> [About this exercise]
Entries must be copied exactly, with nothing left out.

> [Given records]
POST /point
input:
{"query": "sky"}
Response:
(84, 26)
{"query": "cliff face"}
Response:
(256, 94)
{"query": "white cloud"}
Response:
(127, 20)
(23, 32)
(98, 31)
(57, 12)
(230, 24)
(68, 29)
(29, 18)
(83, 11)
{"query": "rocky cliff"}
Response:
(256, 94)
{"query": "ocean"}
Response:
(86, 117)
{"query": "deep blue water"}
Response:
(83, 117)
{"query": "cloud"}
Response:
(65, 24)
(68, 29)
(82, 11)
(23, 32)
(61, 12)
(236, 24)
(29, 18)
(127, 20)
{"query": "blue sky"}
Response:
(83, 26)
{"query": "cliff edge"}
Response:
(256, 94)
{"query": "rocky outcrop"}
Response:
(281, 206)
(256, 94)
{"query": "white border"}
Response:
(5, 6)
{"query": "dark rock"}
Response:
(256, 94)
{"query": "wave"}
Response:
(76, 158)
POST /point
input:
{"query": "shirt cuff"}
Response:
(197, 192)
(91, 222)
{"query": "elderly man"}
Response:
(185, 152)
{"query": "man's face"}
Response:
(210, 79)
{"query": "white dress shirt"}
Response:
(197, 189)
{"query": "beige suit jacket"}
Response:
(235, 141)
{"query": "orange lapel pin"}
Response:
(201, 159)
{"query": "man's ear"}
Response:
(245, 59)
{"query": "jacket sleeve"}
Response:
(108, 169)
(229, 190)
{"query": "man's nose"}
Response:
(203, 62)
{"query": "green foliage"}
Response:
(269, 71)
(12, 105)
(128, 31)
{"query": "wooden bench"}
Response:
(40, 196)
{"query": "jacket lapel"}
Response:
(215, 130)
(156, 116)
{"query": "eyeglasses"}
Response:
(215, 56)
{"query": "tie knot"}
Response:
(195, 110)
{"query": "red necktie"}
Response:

> [Task answer]
POST /point
input:
{"query": "sky"}
Response:
(84, 26)
{"query": "cliff face"}
Response:
(256, 94)
{"query": "white cloud"}
Response:
(127, 20)
(23, 32)
(98, 31)
(57, 12)
(230, 24)
(68, 29)
(29, 18)
(83, 11)
{"query": "rocky cliff"}
Response:
(256, 94)
{"query": "ocean"}
Response:
(86, 117)
{"query": "deep blue water"}
Response:
(83, 117)
{"query": "cloud"}
Response:
(65, 24)
(68, 29)
(82, 11)
(23, 32)
(61, 12)
(236, 24)
(29, 18)
(127, 20)
{"query": "blue sky"}
Response:
(83, 26)
{"query": "cliff edge"}
Response:
(256, 94)
{"query": "rocky outcrop"}
Response:
(281, 206)
(256, 94)
{"query": "white border"}
Response:
(5, 6)
{"query": "dark rock"}
Response:
(256, 94)
{"query": "wave"}
Response:
(76, 158)
POST /point
input:
{"query": "shirt cuff"}
Response:
(197, 192)
(91, 222)
{"query": "elderly man"}
Response:
(185, 152)
{"query": "man's face"}
Response:
(210, 79)
{"query": "white dress shirt"}
Response:
(197, 189)
{"query": "beige suit jacket"}
Response:
(235, 141)
{"query": "orange lapel pin"}
Response:
(201, 159)
{"query": "man's ear"}
Response:
(245, 59)
{"query": "jacket sleeve"}
Response:
(108, 169)
(229, 190)
{"query": "man's nose"}
Response:
(203, 62)
{"query": "green foliage"}
Response:
(269, 71)
(12, 105)
(128, 31)
{"query": "wooden bench"}
Response:
(40, 196)
{"query": "jacket lapel"}
Response:
(215, 130)
(156, 116)
{"query": "eyeglasses"}
Response:
(215, 56)
{"query": "tie knot"}
Response:
(195, 110)
{"query": "red necktie"}
Response:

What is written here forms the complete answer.